Lines before the one containing "For each instance of the wooden sign board, the" are to be skipped; reproduce that line and the rest of the records below exactly.

=== Task input ===

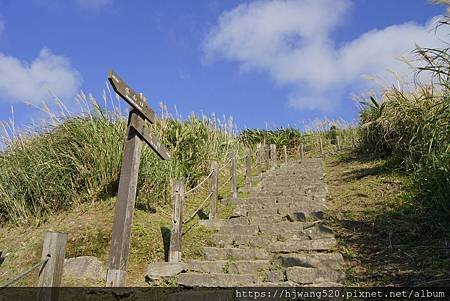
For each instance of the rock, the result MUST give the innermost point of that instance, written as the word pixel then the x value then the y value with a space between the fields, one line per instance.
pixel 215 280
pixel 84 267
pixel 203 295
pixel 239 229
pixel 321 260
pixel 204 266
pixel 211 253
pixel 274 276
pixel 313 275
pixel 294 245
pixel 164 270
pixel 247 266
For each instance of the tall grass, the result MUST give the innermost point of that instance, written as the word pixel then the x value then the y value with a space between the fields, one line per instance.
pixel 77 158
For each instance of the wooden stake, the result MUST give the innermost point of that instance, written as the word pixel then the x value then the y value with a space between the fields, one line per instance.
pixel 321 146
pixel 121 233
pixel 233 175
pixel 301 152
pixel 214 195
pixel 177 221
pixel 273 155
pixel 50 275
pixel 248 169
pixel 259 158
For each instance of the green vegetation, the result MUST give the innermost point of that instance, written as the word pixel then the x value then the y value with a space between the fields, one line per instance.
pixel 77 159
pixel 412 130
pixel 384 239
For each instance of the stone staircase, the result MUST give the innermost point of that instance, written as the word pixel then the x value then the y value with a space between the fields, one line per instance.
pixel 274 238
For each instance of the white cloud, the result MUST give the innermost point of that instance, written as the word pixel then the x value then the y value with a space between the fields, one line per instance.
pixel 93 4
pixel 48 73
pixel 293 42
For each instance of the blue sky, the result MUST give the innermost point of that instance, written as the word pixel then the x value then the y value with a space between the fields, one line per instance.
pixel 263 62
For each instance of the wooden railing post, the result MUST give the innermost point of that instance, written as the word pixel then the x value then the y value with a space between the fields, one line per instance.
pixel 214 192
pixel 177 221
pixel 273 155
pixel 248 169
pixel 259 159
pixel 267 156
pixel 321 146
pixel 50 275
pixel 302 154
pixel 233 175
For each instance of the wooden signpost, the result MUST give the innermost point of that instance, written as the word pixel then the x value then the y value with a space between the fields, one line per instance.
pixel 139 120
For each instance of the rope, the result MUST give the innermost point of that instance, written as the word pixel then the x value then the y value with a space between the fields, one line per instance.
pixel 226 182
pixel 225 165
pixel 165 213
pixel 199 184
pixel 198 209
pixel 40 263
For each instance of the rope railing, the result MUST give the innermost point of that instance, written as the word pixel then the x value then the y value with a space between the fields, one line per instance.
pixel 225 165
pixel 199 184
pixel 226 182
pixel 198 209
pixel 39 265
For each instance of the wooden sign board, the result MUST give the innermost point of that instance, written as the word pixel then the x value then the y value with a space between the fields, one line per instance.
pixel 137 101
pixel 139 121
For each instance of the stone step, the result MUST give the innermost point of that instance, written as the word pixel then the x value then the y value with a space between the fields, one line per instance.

===

Final answer -
For each instance of the wooden sign board, the result MUST give the innermost point of that instance, written as the word pixel then the x value then the y value with a space between the fields, one line per instance.
pixel 137 101
pixel 139 121
For each instance of the stone step, the result MUST give the innermost point of that instance, written as the word pixel then the x value then the y value with a space between the fields, one line per instance.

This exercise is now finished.